Die Geschichte erzählt von zwei Brüdern, die ungleicher kaum sein könnten. Der eine steht in der New Yorker Gesellschaft hoch im Kurs, der andere hat es sich komplett verscherzt: Drogen, Alkohol und Glücksspiel – die perfekte Steilvorlage für eine abgründige Serie, die ebenfalls Platz für Crime-Elemente bietet. Black Rabbit ist jedoch weder eine tiefschürfende Charakterstudie noch ein nervenaufreibender Thriller.
In Black Rabbit geraten Jude Law und Jason Bateman als entfremdete Brüder aneinander
Nicht nur ein Restaurant wollte Jake Friedkin (Jude Law) gründen, als er sich vor all den Jahren die Location für das Black Rabbit gesichert hat. Jake wollte einen Ort schaffen, der ein Zuhause wird für all jene, die sich nach einem guten Drink sehnen und den besten Burger der Stadt genießen wollen. Einen Ort, an dem alles möglich ist und die Nacht keine Grenzen kennt – aber nicht zwangsläufig im zwielichtigen Sinne.
Vielmehr einen Ort des Feierns, der Freiheit und ... der Familie. "Dieser Ort würde ohne euch nicht existieren. Ihr habt ihn zu einer Heimat gemacht. Und ich liebe euch." Familie und Freunde betont Jake so deutlich in seiner ersten Ansprache, wenn er sich vor seinem Personal und den anwesenden Gästen verbeugt, dass man gar nicht auf die Idee kommen könnte, dass hier eine wichtige Person fehlt. Doch die tut es.
Vince (Jason Bateman) ist der Name, der Jake nicht über die Lippen kommen mag. Am liebsten würde er ihn verdrängen, vergessen – für immer aus seinem Gedächtnis löschen. Doch irgendwann steht der Bruder wieder vor seiner Tür. Langes Haar, ungepflegter Bart und tiefe Augenringe. Vince braucht Hilfe, braucht Geld, aber wie oft soll ihm Jake noch aus der Patsche helfen? Vince bedeutet Ärger. Sehr viel Ärger.
Gleich in den ersten Minuten zünden Zach Baylin und Kate Susman, die kreativen Köpfe hinter der Serie, eine dramaturgische Bombe und schalten in den Überholgang. An dem eben noch so leidenschaftlich von Jude Law umschriebene Heimatort brechen Chaos und Panik aus, ehe uns der Cold-Open mit seinem Cliffhanger in den Rest der Serie entlässt. Und dieser Rest ist leider eine sehr zähe, ermüdende Angelegenheit.
Potenzial nicht ausgeschöpft: Black Rabbit entpuppt sich als bittere Netflix-Enttäuschung 2025
Black Rabbit beginnt mit einem ähnlichen Stressfaktor, der durchaus in die Richtung von The Bear schielt und uns alle Elemente spüren lässt, die sich in Jakes Restaurant in Bewegung befinden. Hektische Handgriffe in der Küche, elegante Kamerabewegungen an Tischen und Stühlen vorbei und natürlich die Angst vor der Times-Kritikerin, die jeden Augenblick zur Tür hineinspaziert kommen könnte. Alles muss perfekt sein.

◆ **Gesammelte Daten**
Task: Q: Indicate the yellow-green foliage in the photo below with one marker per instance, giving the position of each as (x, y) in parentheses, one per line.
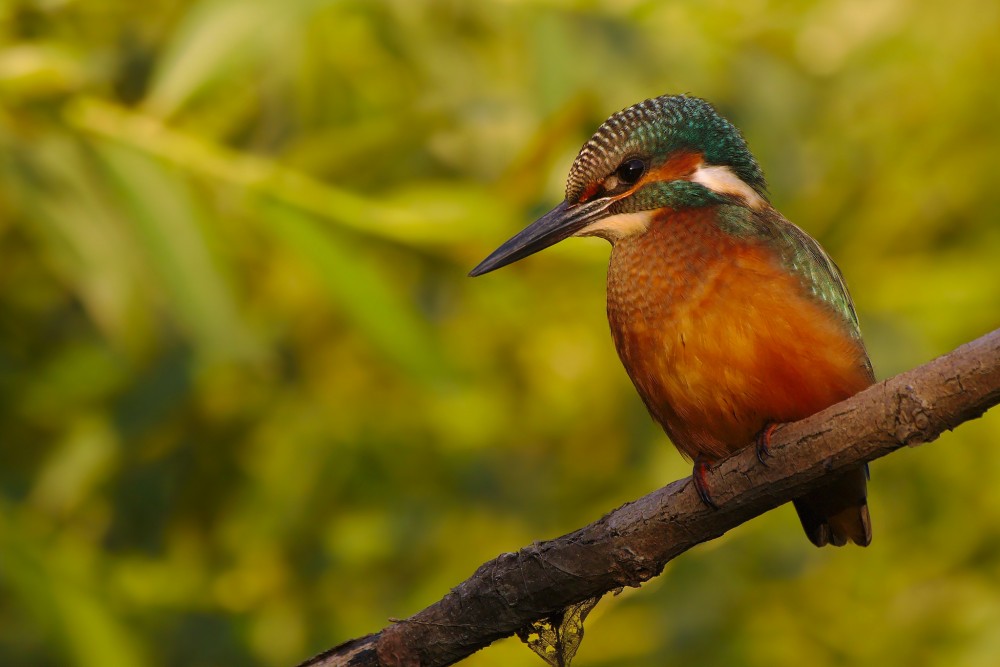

◆ **Aufgabenübersicht**
a: Wer sind laut der Rezension zu Black Rabbit die kreativen Köpfe hinter der Serie?
b: Gib den Absatz der Rezension zu Black Rabbit, der mit „Vince (Jason Bateman) ist der Name“ beginnt, in knapperer Form wieder, ohne seine wesentlichen Fakten wegzulassen.
c: Führe die Rezension zu Black Rabbit ab ihrem letzten Satz weiter.

◆ **Lösungen**
a: Zach Baylin und Kate Susman.

b: Jake möchte den Namen seines Bruders Vince (Jason Bateman) nicht aussprechen und ihn am liebsten für immer vergessen. Doch eines Tages steht Vince mit langem Haar, ungepflegtem Bart und tiefen Augenringen vor seiner Tür und braucht Hilfe und Geld. Jake fragt sich, wie oft er ihm noch aus der Patsche helfen soll, denn Vince bedeutet sehr viel Ärger.

c:
Schnell wird jedoch klar, dass die Serie kaum Interesse an ihrem New Yorker Setting hat. Stattdessen versteifen sich die Drehbücher auf die Bruder-Bruder-Beziehung, die von Folge zu Folge vertieft werden soll. Schlussendlich ist sie aber ab der ersten Minute so durchschaubar, dass selbst der eindringlichste Streit und die erschütterndsten Geständnisse zwischen den Figuren von Law und Bateman uninspiriert wirken.
Nach dem rasanten Auftakt tritt Black Rabbit einen großen Schritt zurück, um alles von vorne aufzurollen. Bei einer Serie mit acht Folgen könnte das durchaus eine große Stärke sein. Nicht zuletzt haben ganze Prequel wie Better Call Saul bewiesen, dass man selbst einer sehr präzise geformten Figur noch einige unerwartete Facetten hinzufügen kann, die ihr späteres Handeln in ein völlig neues (und tragischeres) Licht stellt.
Bei Black Rabbit wird das Rekonstruieren des zentralen Konflikts zwischen den beiden Brüdern jedoch zur Geduldsprobe. Selbst ein talentierter Regisseur wie Justin Kurzel, der kürzlich erst mit dem atmosphärischen Kriegsdrama The Narrow Road to the Deep North begeisterte und in The Order einen extrem unheimlich aufspielenden Jude Law entfesselte, kann der zermürbenden Leere in Black Rabbit wenig entgegenhalten.
Neue Netflix-Serie mit sehr viel Leerlauf: Black Rabbit ist eine Geduldsprobe, die sich nicht auszahlt
Die Figuren sind leer, die Orte sind leer, die Bilder sind leer. Nicht nur leer: Die Bilder sind erschreckend dunkel. Ein Problem, das Streaming-Serien generell seit Jahren plagt – nicht zuletzt im Kontext des von Bateman angeführten Crime-Thrillers Ozark, der von 2017 bis 2022 bei Netflix lief. Wer Black Rabbit bei Tageslicht schaut, kommt einem vagen Erahnen von Formen und Silhouetten im schummrigen New York gleich.
Das Einzige, was durch diese freudlose Düsternis bricht, ist Jude Law, dessen Stimme zitternd zwischen bemühter Ruhe und Nervenzusammenbruch schwankt. Händeringend versucht er, den Heimatort irgendwie zusammenzuhalten und stößt dabei gegen immer mehr Widerstände. Bateman bricht dagegen weniger durch. So spannend er in verdorbenen Rollen ist – seine Figur ist äußerst undankbar geschrieben.
Deutlich einnehmender wird in den späteren Folgen Troy Kotsur als Unterweltboss Joe Mancuso. Der gehörlose Schauspieler, der für die vor vier Jahren erschienene Dramedy Coda mit dem Oscar als Bester Nebendarsteller ausgezeichnet wurde, darf hier den mürrischen Familienvater gegen einen knallharten Gangster tauschen. Aber auch das bringt nur wenig Schwung in die sich ständig wiederholende Serie.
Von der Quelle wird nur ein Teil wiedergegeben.